Start of EXTRACTED TEXT
As technology continues to advance at record speed and increases in computing power allow engineers to complete more robust analyses more quickly, the number of engineers that are qualified to assess archaic systems using a competent understanding of actual behavior of old structures continues to shrink. In dense urban environments where large stocks of old buildings exist and new construction can be cost-prohibitive, an engineer’s ability to confidently diagnose and work with the properties of old structures can be the difference between a viable project and a project that never gets started.
The authors have seen firsthand numerous instances where overdesign of reinforcement of archaic systems or abandonment of archaic systems altogether have been proposed merely due to a lack of confidence in the engineer’s ability to accurately assess and understand the behavior of uncommon systems. Such behavior ultimately slams on the breaks for the project and sometimes kills the project altogether.
End of EXTRACTED TEXT
» **TASK PROMPT**: Continue the passage about engineers assessing archaic structural systems in old buildings, picking up after its final sentence. None of the data is needed.
Start of RECORDED INFORMATION
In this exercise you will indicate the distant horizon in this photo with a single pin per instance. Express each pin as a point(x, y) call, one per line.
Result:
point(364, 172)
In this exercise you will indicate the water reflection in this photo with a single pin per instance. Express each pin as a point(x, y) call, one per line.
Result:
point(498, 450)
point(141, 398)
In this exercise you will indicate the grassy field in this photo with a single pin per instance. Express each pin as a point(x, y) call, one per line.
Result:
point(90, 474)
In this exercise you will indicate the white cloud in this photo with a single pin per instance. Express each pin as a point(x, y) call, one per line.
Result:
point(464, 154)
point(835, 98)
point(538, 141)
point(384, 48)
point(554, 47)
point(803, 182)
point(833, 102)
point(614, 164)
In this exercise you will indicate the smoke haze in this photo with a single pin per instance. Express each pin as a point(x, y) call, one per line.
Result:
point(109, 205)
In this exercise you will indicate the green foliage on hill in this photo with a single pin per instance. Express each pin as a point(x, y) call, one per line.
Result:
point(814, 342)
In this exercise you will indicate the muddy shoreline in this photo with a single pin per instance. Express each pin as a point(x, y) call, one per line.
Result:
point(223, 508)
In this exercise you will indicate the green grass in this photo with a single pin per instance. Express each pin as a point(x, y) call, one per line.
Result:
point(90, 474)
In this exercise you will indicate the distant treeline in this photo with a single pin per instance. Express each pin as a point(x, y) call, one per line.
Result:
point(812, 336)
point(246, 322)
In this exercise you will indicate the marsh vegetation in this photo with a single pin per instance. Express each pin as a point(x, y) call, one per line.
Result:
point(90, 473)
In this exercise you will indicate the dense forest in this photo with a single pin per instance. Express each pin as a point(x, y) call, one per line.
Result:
End of RECORDED INFORMATION
» **TASK RESULT**:
Confidently and competently working with archaic structural systems starts with an engineer’s ability to properly identify and investigate existing conditions. Without completing a thorough and accurate investigation of the existing conditions, a thorough understanding of the constituents, conditions, and quality of archaic systems is unlikely to be determined. This presentation is aimed at providing a practical framework for the identification, investigation, and analysis of archaic systems, with a focus on the investigative process and identification of tools that are available to investigate old structures. The authors aim to demystify the assessment of archaic structural systems by bringing a systematic approach to the investigation of such structures in hopes that more engineers will embrace the elegance of archaic systems, rather than fear what is unusual. The presentation is aimed at providing tools to attendees that can be immediately implemented into their practices and help firms build confidence working with archaic systems so that their elegance can be preserved and showcased for years to come.